Put the lines that follow into a numbered list, leaving out any blank lines.

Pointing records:
::::::

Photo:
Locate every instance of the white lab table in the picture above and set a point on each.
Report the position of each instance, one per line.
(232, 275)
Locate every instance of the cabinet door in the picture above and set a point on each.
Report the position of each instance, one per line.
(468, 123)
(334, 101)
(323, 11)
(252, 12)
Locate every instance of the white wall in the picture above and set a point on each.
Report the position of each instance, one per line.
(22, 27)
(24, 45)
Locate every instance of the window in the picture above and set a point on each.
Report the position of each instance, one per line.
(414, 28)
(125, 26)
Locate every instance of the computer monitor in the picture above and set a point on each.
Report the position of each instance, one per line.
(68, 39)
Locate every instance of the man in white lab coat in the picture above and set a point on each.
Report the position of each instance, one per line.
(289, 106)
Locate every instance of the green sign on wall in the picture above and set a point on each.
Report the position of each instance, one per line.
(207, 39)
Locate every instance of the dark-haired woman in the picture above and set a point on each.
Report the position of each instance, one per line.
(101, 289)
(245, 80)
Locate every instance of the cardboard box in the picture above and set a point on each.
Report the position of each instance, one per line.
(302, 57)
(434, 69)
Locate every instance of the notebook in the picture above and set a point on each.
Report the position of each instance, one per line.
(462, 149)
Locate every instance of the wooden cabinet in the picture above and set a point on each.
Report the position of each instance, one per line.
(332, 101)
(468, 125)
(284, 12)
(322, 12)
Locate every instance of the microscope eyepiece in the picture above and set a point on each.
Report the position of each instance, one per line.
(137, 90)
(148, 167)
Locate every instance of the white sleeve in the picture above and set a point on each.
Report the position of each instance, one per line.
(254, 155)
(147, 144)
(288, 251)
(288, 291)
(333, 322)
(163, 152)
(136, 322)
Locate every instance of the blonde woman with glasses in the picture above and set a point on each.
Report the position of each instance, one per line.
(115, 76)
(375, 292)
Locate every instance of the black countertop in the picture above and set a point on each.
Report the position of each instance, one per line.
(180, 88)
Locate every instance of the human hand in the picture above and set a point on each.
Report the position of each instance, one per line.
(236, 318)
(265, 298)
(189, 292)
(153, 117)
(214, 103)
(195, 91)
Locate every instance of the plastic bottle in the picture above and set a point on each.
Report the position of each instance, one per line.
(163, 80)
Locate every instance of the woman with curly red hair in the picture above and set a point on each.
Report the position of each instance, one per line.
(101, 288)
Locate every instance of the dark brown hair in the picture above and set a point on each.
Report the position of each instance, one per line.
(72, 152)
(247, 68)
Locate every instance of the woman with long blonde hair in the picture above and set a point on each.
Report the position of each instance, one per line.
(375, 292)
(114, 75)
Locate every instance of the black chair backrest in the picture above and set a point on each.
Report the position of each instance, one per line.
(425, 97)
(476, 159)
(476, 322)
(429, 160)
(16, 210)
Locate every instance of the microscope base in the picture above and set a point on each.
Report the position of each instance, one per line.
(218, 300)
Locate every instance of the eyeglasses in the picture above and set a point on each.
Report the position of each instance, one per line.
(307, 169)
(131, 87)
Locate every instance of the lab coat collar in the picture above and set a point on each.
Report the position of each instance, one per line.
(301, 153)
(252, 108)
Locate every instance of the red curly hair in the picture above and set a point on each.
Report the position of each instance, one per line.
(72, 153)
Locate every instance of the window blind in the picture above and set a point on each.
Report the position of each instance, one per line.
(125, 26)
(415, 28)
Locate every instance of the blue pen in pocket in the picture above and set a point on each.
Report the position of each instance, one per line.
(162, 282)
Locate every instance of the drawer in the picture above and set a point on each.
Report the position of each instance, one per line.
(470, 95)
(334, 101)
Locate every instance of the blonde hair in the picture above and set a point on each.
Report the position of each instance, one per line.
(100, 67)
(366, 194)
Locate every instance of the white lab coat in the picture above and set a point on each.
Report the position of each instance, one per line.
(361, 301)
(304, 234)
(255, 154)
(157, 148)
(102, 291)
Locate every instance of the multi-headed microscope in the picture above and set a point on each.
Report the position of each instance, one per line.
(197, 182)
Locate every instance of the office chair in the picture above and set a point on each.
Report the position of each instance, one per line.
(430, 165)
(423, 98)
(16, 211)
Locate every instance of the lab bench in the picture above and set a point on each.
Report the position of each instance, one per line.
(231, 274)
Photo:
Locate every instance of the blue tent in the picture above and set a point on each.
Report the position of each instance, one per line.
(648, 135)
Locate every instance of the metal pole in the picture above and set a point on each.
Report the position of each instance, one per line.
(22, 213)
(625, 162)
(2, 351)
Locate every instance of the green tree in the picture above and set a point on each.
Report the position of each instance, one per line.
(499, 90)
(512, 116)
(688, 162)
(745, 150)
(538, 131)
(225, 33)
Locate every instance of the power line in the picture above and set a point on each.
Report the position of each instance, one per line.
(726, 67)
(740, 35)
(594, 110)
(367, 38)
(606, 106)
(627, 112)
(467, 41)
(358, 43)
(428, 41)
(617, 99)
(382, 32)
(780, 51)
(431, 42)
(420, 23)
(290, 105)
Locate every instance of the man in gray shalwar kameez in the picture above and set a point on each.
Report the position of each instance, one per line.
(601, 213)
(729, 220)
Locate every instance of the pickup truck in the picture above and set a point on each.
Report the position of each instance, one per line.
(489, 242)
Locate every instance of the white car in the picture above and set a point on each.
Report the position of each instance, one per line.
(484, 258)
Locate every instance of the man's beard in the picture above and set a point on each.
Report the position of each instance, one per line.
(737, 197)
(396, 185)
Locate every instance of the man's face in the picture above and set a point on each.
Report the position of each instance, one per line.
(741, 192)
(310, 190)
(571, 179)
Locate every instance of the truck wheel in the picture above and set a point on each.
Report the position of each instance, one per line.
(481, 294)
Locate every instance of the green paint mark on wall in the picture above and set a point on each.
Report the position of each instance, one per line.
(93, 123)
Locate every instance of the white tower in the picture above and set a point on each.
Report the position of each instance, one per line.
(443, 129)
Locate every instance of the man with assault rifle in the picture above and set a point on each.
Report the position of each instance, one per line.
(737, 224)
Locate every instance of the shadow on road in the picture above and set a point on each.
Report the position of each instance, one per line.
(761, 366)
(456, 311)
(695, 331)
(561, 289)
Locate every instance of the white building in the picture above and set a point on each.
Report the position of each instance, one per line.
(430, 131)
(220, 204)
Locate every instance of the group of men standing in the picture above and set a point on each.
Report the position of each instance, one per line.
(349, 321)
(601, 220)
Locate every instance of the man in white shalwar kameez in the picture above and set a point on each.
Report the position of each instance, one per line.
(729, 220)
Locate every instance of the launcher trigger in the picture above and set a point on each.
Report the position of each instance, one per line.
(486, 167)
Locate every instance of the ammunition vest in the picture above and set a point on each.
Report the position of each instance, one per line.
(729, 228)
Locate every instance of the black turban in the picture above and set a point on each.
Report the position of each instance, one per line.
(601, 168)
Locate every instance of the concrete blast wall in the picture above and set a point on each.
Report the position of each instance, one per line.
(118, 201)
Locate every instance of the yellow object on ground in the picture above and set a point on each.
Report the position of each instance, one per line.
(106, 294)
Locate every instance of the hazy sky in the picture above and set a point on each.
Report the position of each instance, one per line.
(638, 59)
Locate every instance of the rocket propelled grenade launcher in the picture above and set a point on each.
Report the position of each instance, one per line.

::::::

Complete answer:
1. Photo:
2. Locate every instance of the white lab table in the picture above and set a point on each.
3. Report the position of each instance, one per line.
4. (232, 275)
5. Locate every instance of the cabinet door in the picture above and set a point on each.
6. Report the position of each instance, one per line.
7. (468, 123)
8. (334, 101)
9. (323, 11)
10. (252, 12)
11. Locate every instance of the white wall in the picture above and set a point on each.
12. Report the position of each instance, one per line.
13. (22, 27)
14. (24, 45)
15. Locate every instance of the window in the picture above and set a point on each.
16. Report the position of each instance, one per line.
17. (414, 28)
18. (125, 26)
19. Locate every instance of the computer monitor in the picture above and set a point on each.
20. Report the position of each instance, one per line.
21. (68, 39)
22. Locate every instance of the man in white lab coat in the picture above and set a point on each.
23. Report the position of each instance, one per line.
24. (289, 106)
25. Locate every instance of the green sign on wall in the picture above and set a point on each.
26. Report the position of each instance, one per line.
27. (207, 39)
28. Locate every instance of the dark-haired woman in the picture above and set a point on each.
29. Report the position of each instance, one per line.
30. (101, 289)
31. (245, 80)
32. Locate every instance of the cardboard box in the picture above and set a point on each.
33. Report the position of each instance, one per line.
34. (302, 57)
35. (434, 69)
36. Locate every instance of the notebook in the picture above and set a point on each.
37. Report the position of each instance, one per line.
38. (462, 149)
39. Locate every instance of the wooden cabinet in the picture above and set a point on each.
40. Report the position of each instance, one per line.
41. (332, 101)
42. (468, 125)
43. (284, 12)
44. (322, 12)
45. Locate every instance of the microscope eyepiece in the picture above and set a point on each.
46. Report the position of each instance, one per line.
47. (137, 90)
48. (148, 167)
49. Locate every instance of the white sleeve in the picture above and set a point on each.
50. Report the position of each instance, one per line.
51. (254, 155)
52. (147, 144)
53. (288, 251)
54. (288, 291)
55. (333, 322)
56. (163, 152)
57. (136, 322)
58. Locate every instance of the blonde woman with glasses in the picture above and set a point on each.
59. Report the position of each instance, one per line.
60. (115, 76)
61. (375, 292)
62. Locate every instance of the black countertop in the picture above and set a point on each.
63. Report the position of each instance, one per line.
64. (180, 88)
65. Locate every instance of the human hand in the picture above and set a point on each.
66. Report the position of each instance, one per line.
67. (236, 318)
68. (265, 298)
69. (189, 292)
70. (153, 117)
71. (214, 103)
72. (195, 91)
73. Locate every instance of the plastic bottle in the picture above and set a point on each.
74. Report the position of each instance, one per line.
75. (163, 80)
76. Locate every instance of the woman with curly red hair in the picture above and set a point on each.
77. Report the position of each instance, one per line.
78. (101, 288)
79. Locate every instance of the dark brown hair in the picture above and set a point on each.
80. Report the position of each instance, one per line.
81. (72, 152)
82. (247, 68)
83. Locate every instance of the woman with long blonde hair in the picture above and set a point on each.
84. Report the position of each instance, one per line.
85. (375, 292)
86. (114, 75)
87. Locate every instance of the black chair backrest in the picture above and set a point on each.
88. Report the position of each instance, one per line.
89. (425, 97)
90. (476, 159)
91. (476, 322)
92. (429, 160)
93. (16, 210)
94. Locate every instance of the microscope base in the picture above and set a point on each.
95. Report the position of each instance, one per line.
96. (218, 300)
97. Locate every instance of the eyeglasses in the picture above and set a point on each.
98. Report the position of each instance, one per line.
99. (307, 169)
100. (131, 87)
101. Locate every instance of the lab coat collar in the picture above and set a point on each.
102. Report the position of each instance, one per line.
103. (301, 153)
104. (252, 108)
105. Locate every instance of the red curly hair in the picture above and set a point on each.
106. Report the position of each instance, one per line.
107. (72, 153)
108. Locate every instance of the window blind in the picture above and set a point on each.
109. Report the position of each instance, one per line.
110. (125, 26)
111. (415, 28)
112. Locate every instance of the blue pen in pocket in the picture above and set a point on each.
113. Report the position of each instance, one per line.
114. (162, 282)
115. Locate every instance of the drawer in the picture above and set a point on each.
116. Report the position of each instance, one per line.
117. (470, 95)
118. (334, 101)
119. Locate every instance of the blonde hair in the picture above and set a point on each.
120. Report the position of each instance, one per line.
121. (100, 67)
122. (366, 194)
123. Locate every instance of the white lab coat in the picture above and set a point on each.
124. Report the position of each instance, one per line.
125. (361, 301)
126. (304, 234)
127. (255, 154)
128. (157, 148)
129. (102, 291)
130. Locate every instance of the multi-headed microscope in the picture above and set a point on each.
131. Report the position of each instance, one per line.
132. (197, 182)
133. Locate every instance of the office chair in the picture above and set a point on each.
134. Report the position of each instance, one per line.
135. (430, 165)
136. (423, 98)
137. (16, 211)
138. Locate every instance of the lab bench in the picture above and set a point on each.
139. Report the position of each instance, one per line.
140. (231, 274)
141. Photo:
142. Locate every instance of the blue tent in the picture above and set a point on each.
143. Report the position of each instance, one per line.
144. (648, 135)
145. Locate every instance of the metal pole in the picture above and set a point on each.
146. Report the position of each instance, one per line.
147. (22, 213)
148. (625, 162)
149. (2, 351)
150. Locate every instance of the green tree in the picture above and set a point on each.
151. Report the position of each instance, one per line.
152. (499, 90)
153. (512, 116)
154. (688, 162)
155. (745, 150)
156. (538, 131)
157. (225, 33)
158. Locate every instance of the power line in the picture above and set a point on each.
159. Report the position of each instance, one per line.
160. (726, 67)
161. (740, 35)
162. (594, 110)
163. (367, 38)
164. (606, 106)
165. (627, 112)
166. (467, 41)
167. (358, 43)
168. (428, 41)
169. (617, 99)
170. (382, 32)
171. (780, 51)
172. (431, 42)
173. (420, 23)
174. (290, 105)
175. Locate every instance of the man in gray shalwar kameez in the picture above and set a point on each.
176. Report the position of each instance, one per line.
177. (601, 213)
178. (729, 220)
179. Locate every instance of the pickup truck in the picture above and set a point on each.
180. Report the position of each instance, one per line.
181. (489, 242)
182. Locate every instance of the white car in the picture above and set a point on each.
183. Report the position of each instance, one per line.
184. (484, 258)
185. Locate every instance of the man's beard in the picture above and set a point on each.
186. Report the position of each instance, one per line.
187. (737, 197)
188. (396, 185)
189. Locate every instance of the man's face in the picture above and set a point on each.
190. Report the position of each instance, one per line.
191. (741, 192)
192. (310, 190)
193. (571, 179)
194. Locate every instance of the truck wheel in the picture above and set a point on each.
195. Report the position of each instance, one per line.
196. (481, 294)
197. Locate every instance of the green paint mark on wall in the picture above and set a point on each.
198. Report the position of each instance, one per line.
199. (93, 123)
200. Locate every instance of the white tower in the picture above and set a point on each.
201. Report the position of each instance, one per line.
202. (443, 129)
203. Locate every instance of the man with assault rifle in the picture above and set a point on each.
204. Report the position of each instance, one per line.
205. (737, 224)
206. Locate every instance of the shadow on road in the picture above and set a point on each.
207. Report the position of each instance, one per line.
208. (761, 366)
209. (456, 311)
210. (695, 331)
211. (561, 289)
212. Locate every instance of the white building in the picture above and set a point on each.
213. Report the position of each instance, one per line.
214. (430, 131)
215. (220, 204)
216. Locate every instance of the group of men standing in the picture above and set a point on each.
217. Report the position of each instance, one per line.
218. (349, 321)
219. (601, 220)
220. Locate every instance of the man in white shalwar kameez in the picture above and set a point on each.
221. Report the position of each instance, one per line.
222. (729, 220)
223. Locate every instance of the launcher trigger in the picture above and set a point on each.
224. Report the position of each instance, one per line.
225. (486, 167)
226. Locate every instance of the ammunition vest in the picture above and set a point on each.
227. Report the position of each instance, one per line.
228. (729, 228)
229. Locate every instance of the black turban in the picture above and set a point on each.
230. Report the position of each instance, one per line.
231. (601, 168)
232. Locate every instance of the concrete blast wall in the picture above and set a point on each.
233. Report the position of each instance, one per line.
234. (118, 201)
235. Locate every instance of the yellow object on ground in the picture above and set a point on each.
236. Report the position of each instance, one per line.
237. (106, 294)
238. Locate every instance of the hazy sky in the picture above and set a point on each.
239. Report the position of each instance, one per line.
240. (638, 59)
241. Locate every instance of the rocket propelled grenade launcher in the picture above and set a point on each.
242. Report the position of each instance, one per line.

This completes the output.